> _WHAT IS BEING ASKED_: Please quote each of the records below word for word.

### RECORDS SHOWN

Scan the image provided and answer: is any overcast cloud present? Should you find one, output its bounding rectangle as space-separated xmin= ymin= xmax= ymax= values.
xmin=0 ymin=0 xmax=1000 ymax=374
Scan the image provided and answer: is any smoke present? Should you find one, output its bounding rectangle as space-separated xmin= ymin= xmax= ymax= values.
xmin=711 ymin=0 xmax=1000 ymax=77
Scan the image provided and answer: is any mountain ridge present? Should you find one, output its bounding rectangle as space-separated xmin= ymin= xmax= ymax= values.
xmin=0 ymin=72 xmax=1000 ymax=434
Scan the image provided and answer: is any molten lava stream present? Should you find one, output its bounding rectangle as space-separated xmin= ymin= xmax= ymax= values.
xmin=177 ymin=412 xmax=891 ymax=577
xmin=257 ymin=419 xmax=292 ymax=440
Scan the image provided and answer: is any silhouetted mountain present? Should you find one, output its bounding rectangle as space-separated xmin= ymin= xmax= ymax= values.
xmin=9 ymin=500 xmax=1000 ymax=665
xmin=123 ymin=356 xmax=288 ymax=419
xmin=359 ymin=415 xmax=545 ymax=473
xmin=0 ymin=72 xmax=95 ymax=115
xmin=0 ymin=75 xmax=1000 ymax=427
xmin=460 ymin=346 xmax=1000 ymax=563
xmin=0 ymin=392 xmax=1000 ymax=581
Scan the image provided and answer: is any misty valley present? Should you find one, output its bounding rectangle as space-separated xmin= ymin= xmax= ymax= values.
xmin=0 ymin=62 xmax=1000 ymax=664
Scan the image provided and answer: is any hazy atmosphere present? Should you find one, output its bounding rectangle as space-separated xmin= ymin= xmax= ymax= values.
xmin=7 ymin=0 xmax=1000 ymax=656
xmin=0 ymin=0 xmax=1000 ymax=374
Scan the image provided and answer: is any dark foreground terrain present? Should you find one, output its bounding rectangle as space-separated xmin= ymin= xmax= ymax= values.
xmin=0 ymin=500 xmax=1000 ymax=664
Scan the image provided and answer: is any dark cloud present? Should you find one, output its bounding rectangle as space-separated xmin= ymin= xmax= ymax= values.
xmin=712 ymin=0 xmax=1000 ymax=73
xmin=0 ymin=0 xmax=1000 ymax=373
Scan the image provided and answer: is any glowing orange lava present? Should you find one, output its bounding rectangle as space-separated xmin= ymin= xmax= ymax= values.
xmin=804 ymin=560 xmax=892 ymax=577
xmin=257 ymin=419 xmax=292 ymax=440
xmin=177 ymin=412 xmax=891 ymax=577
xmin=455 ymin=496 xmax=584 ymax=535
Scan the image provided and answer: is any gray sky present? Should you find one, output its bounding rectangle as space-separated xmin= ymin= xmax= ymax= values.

######

> _ANSWER TO THE TASK_:
Scan the image provided and answer: is any overcast cloud present? Should you find one, output its bounding rectangle as space-separated xmin= ymin= xmax= ymax= values.
xmin=0 ymin=0 xmax=1000 ymax=374
Scan the image provided and answer: is any smoke present? Should you find one, output its bounding rectangle as space-separated xmin= ymin= xmax= ymax= values.
xmin=711 ymin=0 xmax=1000 ymax=77
Scan the image provided and answer: is any mountain ridge present? Should you find one, output its bounding rectangle as space-separated xmin= ymin= xmax= ymax= values.
xmin=0 ymin=72 xmax=1000 ymax=434
Scan the image provided and answer: is any molten lava stream present? Should you find one, output its bounding rectangle as space-separated xmin= ymin= xmax= ymax= values.
xmin=177 ymin=412 xmax=891 ymax=577
xmin=257 ymin=419 xmax=292 ymax=440
Scan the image provided and answer: is any silhouetted mountain present? Should you find one, output its bounding rectangle as space-separated xmin= ymin= xmax= ymax= values.
xmin=9 ymin=500 xmax=1000 ymax=665
xmin=123 ymin=356 xmax=288 ymax=419
xmin=359 ymin=415 xmax=545 ymax=473
xmin=0 ymin=72 xmax=95 ymax=115
xmin=0 ymin=75 xmax=1000 ymax=427
xmin=460 ymin=346 xmax=1000 ymax=563
xmin=0 ymin=392 xmax=1000 ymax=581
Scan the image provided and answer: is any misty valley present? Should you find one, output its bounding rectangle as space-separated xmin= ymin= xmax= ymax= values.
xmin=0 ymin=62 xmax=1000 ymax=664
Scan the image provided and answer: is any hazy atmosphere present? Should you find one, output its bounding rectangle as space-separated xmin= ymin= xmax= ymax= values.
xmin=7 ymin=0 xmax=1000 ymax=656
xmin=0 ymin=0 xmax=1000 ymax=374
Scan the image provided and answer: is any dark foreground terrain present? Should you find one, output its bounding rectangle as space-separated xmin= ymin= xmax= ymax= values.
xmin=0 ymin=500 xmax=1000 ymax=664
Scan the image provided and answer: is any dark cloud present? Should you find one, output its bounding rectangle as space-separated xmin= ymin= xmax= ymax= values.
xmin=712 ymin=0 xmax=1000 ymax=73
xmin=0 ymin=0 xmax=1000 ymax=373
Scan the image provided and answer: is any glowing orange lava present? Should you find one, output its bounding rectangle as space-separated xmin= ymin= xmax= ymax= values.
xmin=804 ymin=560 xmax=892 ymax=577
xmin=257 ymin=419 xmax=292 ymax=440
xmin=177 ymin=412 xmax=891 ymax=577
xmin=455 ymin=496 xmax=584 ymax=535
Scan the image provided and answer: is any gray sky present? Should you find one, output its bounding rectangle as space-separated xmin= ymin= xmax= ymax= values.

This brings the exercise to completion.